-- begin SOURCE PASSAGE --
Aus Online Mathematik Brückenkurs 1

We draw a unit circle and mark on those angles on the circle which have a \displaystyle y -coordinate of \displaystyle {\sqrt{3}}/{2}\;, in order to see which solutions lie between \displaystyle 0 and \displaystyle 2\pi .

In the first quadrant, we recognize \displaystyle x={\pi }/{3}\; as the angle which has a sine value of \displaystyle {\sqrt{3}}/{2}\; and then we have the reflectionally symmetric solution \displaystyle x=\pi -\frac{\pi }{3}=\frac{2\pi }{3} in the second quadrant.

Each of those solutions returns to itself after every revolution, so that we obtain the complete solution if we add multiples of \displaystyle 2\pi

\displaystyle x=\frac{\pi }{3}+2n\pi and \displaystyle x=\frac{2\pi }{3}+2n\pi

where \displaystyle n is an arbitrary integer.

NOTE: when we write that the complete solution is given by

\displaystyle x=\frac{\pi }{3}+2n\pi and \displaystyle x=\frac{2\pi }{3}+2n\pi ,

this means that for every integer \displaystyle n, we obtain a solution to the equation:

\displaystyle \begin{array}{*{35}l} n=0 & x=\frac{\pi }{3} & x=\frac{2\pi }{3} \\ n=-1 & x=\frac{\pi }{3}+\left( -1 \right)\centerdot 2\pi & x=\frac{2\pi }{3}+\left( -1 \right)\centerdot 2\pi \\ n=1 & x=\frac{\pi }{3}+1\centerdot 2\pi & x=\frac{2\pi }{3}+1\centerdot 2\pi \\ n=-2 & x=\frac{\pi }{3}+\left( -2 \right)\centerdot 2\pi & x=\frac{2\pi }{3}+\left( -2 \right)\centerdot 2\pi \\ n=2 & x=\frac{\pi }{3}+2\centerdot 2\pi & x=\frac{2\pi }{3}+2\centerdot 2\pi \\ \end{array}

and so on.
-- end SOURCE PASSAGE --
-- begin RAW DATA --
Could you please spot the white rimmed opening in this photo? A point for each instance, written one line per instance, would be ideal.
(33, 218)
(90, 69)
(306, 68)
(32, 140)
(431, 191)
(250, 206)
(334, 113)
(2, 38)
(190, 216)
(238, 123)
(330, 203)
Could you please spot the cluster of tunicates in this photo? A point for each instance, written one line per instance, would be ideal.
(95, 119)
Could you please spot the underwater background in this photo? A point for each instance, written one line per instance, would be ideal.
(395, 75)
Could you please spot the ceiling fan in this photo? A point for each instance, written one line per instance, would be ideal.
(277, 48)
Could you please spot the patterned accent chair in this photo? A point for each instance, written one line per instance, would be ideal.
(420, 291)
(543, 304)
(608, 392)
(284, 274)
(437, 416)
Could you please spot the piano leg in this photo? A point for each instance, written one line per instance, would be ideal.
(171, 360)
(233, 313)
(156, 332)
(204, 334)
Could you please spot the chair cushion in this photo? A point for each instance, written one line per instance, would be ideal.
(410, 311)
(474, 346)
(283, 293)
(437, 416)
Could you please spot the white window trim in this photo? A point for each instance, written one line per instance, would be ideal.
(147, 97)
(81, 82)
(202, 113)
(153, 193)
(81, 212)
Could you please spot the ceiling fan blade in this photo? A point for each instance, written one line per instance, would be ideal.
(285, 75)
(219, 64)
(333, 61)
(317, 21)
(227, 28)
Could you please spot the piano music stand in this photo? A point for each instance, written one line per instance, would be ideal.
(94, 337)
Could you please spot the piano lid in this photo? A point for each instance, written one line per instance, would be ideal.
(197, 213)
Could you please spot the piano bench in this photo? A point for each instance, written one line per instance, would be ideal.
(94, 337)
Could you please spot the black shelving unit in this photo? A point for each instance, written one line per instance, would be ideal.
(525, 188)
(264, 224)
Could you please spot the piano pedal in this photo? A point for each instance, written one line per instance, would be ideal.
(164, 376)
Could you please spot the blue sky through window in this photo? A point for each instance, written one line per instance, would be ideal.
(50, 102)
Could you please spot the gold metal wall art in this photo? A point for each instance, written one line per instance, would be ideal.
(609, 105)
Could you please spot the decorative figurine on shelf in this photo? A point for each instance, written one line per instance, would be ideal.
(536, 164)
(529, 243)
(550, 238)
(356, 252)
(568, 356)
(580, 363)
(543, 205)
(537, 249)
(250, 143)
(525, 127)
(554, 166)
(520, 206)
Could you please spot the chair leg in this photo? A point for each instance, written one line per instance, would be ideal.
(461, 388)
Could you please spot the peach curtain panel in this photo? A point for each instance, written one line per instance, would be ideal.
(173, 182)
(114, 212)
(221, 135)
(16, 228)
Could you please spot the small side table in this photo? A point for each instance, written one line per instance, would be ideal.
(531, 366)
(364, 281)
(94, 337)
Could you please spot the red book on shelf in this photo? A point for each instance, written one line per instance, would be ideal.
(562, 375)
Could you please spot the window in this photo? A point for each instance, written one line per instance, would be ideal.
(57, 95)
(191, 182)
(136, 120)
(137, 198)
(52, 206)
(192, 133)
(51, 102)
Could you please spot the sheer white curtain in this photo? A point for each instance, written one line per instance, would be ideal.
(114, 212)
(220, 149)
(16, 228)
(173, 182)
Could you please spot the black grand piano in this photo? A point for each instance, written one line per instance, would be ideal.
-- end RAW DATA --
PROBLEM STATEMENT: In the unit-circle solution, the table after "we obtain a solution to the equation" writes out solutions for particular integers n. Give each of those values of n in the order they appear. The listing plays no part in this work.

REPLY TO THE TASK: 0, −1, 1, −2, 2